- _What is expected_
Give again exactly the lines that stretch from the one with "screen, one per animal or object that matches." to the end of the data below, including both of those lines and nothing else.

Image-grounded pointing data
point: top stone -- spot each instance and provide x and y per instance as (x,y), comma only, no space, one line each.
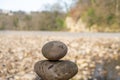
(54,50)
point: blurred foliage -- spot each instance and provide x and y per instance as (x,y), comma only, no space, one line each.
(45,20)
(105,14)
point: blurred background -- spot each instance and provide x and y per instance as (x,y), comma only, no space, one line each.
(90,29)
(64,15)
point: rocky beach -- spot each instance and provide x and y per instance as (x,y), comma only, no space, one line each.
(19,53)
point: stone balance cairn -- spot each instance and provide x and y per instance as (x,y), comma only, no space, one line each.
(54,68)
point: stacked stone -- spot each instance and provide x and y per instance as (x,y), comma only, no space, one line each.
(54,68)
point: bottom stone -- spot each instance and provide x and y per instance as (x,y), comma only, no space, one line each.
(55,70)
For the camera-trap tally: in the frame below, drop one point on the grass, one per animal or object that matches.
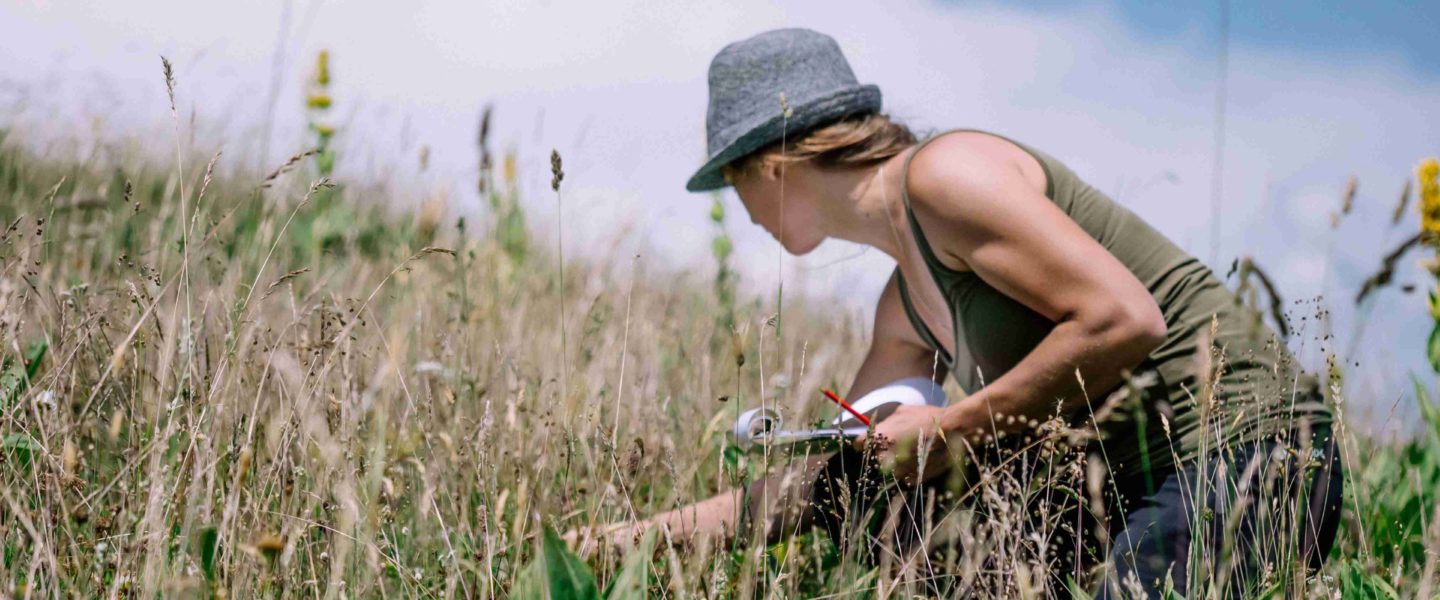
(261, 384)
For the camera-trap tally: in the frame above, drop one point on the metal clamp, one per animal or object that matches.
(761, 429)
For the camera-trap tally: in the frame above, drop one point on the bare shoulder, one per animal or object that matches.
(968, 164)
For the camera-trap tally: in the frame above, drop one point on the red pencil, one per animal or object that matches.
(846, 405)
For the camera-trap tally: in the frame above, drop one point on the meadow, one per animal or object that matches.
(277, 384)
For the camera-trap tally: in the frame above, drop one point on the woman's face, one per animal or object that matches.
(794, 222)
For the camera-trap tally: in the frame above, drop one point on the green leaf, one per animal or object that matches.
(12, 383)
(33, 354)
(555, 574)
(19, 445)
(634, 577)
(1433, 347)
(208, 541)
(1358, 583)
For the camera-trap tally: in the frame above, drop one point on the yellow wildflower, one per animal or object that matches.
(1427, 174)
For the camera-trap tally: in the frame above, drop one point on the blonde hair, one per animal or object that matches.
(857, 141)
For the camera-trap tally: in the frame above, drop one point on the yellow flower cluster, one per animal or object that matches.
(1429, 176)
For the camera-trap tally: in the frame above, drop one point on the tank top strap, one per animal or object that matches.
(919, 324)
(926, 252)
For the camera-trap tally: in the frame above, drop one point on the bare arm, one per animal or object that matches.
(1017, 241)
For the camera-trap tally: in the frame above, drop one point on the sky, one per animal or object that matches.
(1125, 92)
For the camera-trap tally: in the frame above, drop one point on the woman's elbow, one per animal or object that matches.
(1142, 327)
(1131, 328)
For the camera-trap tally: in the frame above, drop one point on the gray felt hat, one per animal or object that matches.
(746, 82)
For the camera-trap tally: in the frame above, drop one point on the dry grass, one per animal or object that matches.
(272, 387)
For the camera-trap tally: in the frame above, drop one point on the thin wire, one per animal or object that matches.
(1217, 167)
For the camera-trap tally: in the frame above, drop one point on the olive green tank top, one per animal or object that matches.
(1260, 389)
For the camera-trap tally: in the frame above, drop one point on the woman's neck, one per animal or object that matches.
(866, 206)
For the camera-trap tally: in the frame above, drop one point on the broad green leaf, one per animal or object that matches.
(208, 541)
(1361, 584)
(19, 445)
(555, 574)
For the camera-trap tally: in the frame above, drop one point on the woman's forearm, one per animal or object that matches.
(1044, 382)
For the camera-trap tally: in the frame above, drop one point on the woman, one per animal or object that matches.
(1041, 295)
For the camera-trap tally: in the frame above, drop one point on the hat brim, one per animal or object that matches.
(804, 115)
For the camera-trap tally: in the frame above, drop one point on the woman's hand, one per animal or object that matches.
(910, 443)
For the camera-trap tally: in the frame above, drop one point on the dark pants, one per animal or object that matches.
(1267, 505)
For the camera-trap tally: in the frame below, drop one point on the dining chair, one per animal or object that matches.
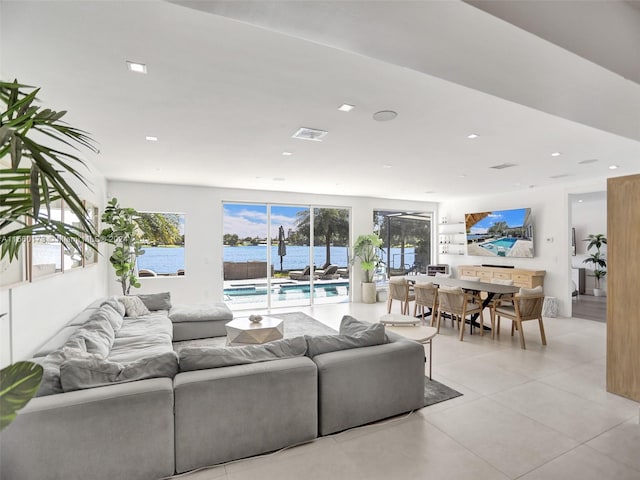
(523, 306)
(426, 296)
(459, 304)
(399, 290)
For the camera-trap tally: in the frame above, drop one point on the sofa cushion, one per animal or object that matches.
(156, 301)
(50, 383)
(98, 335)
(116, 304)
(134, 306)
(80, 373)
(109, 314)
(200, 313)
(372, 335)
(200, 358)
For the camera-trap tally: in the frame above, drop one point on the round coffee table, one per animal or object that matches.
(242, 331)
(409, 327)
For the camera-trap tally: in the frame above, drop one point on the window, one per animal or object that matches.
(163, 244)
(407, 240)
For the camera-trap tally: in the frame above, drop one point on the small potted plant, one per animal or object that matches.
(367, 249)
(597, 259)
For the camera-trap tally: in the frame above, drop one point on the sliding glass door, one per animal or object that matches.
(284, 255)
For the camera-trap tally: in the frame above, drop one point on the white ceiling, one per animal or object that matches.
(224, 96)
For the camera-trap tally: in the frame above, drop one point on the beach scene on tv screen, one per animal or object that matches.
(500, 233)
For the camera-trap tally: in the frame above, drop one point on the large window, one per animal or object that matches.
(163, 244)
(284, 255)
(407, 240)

- _Result_
For the camera-trap tally: in the frame above, drop one point on the beach scene on tv screen, one per animal or object that matches.
(500, 233)
For the camera-trap tally: in the frame above, drop one point on the large window, one per animal or object that matches.
(163, 244)
(284, 255)
(407, 240)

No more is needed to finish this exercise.